Data extracted from a collection

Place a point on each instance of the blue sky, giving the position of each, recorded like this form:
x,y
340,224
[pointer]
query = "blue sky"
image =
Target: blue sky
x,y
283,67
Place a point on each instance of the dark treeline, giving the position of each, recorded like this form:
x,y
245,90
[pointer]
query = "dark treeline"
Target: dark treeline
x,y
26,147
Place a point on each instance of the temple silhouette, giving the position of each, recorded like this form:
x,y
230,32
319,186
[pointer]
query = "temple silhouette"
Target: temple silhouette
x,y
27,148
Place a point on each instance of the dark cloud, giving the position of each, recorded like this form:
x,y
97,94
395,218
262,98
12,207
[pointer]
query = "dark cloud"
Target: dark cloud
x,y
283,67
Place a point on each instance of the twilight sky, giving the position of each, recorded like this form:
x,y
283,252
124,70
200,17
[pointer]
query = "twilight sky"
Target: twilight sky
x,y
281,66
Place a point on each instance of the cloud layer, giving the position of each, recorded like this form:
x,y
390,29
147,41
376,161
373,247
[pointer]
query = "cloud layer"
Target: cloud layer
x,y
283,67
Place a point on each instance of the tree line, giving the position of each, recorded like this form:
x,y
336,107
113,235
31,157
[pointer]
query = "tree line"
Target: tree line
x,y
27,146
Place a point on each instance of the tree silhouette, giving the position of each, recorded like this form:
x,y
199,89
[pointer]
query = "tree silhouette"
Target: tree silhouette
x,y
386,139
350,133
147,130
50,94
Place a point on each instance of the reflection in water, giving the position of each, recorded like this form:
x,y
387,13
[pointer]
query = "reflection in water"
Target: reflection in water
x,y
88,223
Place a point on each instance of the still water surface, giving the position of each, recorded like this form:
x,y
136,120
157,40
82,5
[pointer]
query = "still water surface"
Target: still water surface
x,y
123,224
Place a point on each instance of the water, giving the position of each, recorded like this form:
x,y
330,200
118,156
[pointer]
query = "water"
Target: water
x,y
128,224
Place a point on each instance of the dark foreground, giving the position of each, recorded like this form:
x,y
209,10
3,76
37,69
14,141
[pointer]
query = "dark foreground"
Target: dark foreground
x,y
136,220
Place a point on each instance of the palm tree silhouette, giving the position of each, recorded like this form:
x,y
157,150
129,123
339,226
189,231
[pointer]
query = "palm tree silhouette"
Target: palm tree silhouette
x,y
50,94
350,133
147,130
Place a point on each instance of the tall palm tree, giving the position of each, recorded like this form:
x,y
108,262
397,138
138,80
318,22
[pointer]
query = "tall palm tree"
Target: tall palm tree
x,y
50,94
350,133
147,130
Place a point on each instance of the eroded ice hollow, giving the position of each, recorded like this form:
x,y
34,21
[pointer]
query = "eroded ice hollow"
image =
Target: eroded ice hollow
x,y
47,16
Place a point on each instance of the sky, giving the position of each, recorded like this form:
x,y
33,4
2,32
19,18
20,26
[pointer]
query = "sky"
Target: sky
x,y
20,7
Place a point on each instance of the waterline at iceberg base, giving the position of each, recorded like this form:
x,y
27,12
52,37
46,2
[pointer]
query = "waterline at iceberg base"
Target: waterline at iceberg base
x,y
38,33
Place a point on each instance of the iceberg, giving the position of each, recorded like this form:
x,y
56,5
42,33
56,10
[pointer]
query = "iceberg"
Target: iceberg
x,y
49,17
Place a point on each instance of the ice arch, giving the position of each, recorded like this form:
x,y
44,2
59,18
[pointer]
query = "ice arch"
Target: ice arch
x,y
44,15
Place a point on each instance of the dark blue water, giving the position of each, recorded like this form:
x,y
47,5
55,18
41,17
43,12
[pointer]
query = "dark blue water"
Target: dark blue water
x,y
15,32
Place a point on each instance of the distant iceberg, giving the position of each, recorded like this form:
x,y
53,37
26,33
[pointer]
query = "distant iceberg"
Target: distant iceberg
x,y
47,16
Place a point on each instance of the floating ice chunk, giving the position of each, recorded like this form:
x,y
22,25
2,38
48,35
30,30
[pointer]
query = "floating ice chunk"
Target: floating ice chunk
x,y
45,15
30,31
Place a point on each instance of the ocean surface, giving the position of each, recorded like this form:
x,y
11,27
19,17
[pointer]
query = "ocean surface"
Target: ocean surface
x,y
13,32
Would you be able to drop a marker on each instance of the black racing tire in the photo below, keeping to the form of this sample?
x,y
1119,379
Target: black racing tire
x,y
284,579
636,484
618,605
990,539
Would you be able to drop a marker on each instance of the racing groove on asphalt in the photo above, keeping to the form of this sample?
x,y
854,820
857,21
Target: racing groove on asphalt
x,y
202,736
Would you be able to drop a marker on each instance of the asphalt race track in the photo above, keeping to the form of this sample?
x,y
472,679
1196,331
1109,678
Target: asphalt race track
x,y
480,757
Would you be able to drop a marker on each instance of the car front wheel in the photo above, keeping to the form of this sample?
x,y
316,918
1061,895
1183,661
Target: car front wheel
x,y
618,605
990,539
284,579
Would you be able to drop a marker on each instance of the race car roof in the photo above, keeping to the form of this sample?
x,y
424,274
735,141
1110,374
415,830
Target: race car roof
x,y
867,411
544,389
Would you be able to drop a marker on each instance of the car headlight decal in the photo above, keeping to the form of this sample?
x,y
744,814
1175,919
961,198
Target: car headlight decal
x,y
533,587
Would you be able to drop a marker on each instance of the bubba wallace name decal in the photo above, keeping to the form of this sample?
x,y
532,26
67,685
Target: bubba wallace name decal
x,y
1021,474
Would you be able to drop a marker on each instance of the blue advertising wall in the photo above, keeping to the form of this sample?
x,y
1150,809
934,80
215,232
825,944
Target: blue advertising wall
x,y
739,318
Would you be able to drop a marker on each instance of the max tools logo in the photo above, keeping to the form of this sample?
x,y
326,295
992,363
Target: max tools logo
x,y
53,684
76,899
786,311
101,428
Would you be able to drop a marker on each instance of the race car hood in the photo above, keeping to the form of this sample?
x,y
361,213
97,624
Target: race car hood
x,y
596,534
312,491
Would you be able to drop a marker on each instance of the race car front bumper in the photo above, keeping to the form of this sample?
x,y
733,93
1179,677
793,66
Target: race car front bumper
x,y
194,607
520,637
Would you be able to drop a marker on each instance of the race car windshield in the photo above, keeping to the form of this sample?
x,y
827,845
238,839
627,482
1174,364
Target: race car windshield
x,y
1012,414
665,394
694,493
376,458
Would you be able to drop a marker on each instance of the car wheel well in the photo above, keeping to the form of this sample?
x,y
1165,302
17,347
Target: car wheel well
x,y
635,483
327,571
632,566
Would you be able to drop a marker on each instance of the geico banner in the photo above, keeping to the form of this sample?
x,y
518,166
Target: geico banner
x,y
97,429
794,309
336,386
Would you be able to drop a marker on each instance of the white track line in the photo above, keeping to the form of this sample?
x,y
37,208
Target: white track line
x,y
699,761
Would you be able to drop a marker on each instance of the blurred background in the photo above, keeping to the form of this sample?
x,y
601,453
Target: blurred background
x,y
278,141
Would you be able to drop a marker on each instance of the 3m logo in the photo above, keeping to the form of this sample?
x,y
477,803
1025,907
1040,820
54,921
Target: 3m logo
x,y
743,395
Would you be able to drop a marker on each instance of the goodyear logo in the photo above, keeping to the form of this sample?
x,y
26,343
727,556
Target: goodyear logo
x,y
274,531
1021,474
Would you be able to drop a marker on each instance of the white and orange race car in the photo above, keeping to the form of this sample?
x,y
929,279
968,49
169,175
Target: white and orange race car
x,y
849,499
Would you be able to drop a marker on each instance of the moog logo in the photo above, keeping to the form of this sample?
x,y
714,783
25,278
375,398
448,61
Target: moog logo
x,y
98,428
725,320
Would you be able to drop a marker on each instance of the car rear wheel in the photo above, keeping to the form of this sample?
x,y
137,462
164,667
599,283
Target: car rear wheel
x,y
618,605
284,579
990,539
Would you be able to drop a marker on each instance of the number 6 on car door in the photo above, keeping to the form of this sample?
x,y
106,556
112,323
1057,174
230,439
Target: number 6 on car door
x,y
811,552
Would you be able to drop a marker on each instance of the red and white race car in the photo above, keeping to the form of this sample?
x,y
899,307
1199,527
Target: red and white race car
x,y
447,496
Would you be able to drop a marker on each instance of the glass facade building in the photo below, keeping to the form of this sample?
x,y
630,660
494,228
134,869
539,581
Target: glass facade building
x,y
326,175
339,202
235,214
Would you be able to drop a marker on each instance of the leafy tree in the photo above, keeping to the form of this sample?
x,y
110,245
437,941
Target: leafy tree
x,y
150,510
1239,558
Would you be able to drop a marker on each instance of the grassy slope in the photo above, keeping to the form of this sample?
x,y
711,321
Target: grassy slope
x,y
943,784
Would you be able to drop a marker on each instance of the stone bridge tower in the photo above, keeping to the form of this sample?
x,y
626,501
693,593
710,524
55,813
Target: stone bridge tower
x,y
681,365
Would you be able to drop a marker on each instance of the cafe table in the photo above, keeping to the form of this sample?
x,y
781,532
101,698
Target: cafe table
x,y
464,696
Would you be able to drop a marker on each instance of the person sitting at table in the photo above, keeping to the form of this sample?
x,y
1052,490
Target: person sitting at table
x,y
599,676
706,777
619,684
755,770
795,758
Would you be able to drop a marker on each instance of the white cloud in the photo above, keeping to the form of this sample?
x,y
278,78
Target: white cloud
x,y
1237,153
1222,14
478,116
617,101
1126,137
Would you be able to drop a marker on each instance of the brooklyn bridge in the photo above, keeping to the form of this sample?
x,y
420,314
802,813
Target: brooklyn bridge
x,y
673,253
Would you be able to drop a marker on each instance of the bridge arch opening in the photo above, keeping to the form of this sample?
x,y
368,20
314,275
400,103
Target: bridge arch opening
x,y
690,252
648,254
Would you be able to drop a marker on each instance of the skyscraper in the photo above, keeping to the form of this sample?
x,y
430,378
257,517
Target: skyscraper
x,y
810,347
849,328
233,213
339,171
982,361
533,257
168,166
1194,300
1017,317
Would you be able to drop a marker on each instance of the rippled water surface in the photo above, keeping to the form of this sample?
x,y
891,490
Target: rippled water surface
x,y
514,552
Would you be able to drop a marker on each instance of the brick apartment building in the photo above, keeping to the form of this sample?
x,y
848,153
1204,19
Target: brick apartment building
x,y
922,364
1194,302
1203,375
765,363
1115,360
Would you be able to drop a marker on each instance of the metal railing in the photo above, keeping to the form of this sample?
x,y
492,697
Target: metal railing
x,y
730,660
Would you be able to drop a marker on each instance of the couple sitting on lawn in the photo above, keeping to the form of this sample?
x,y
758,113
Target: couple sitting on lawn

### EXERCISE GOAL
The lines to copy are those above that contain the string "lawn".

### YOUR SOLUTION
Would you be able to drop a marker on each instance of the couple sitting on lawn in the photo above, keeping to the form of this sample?
Target: couple sitting on lawn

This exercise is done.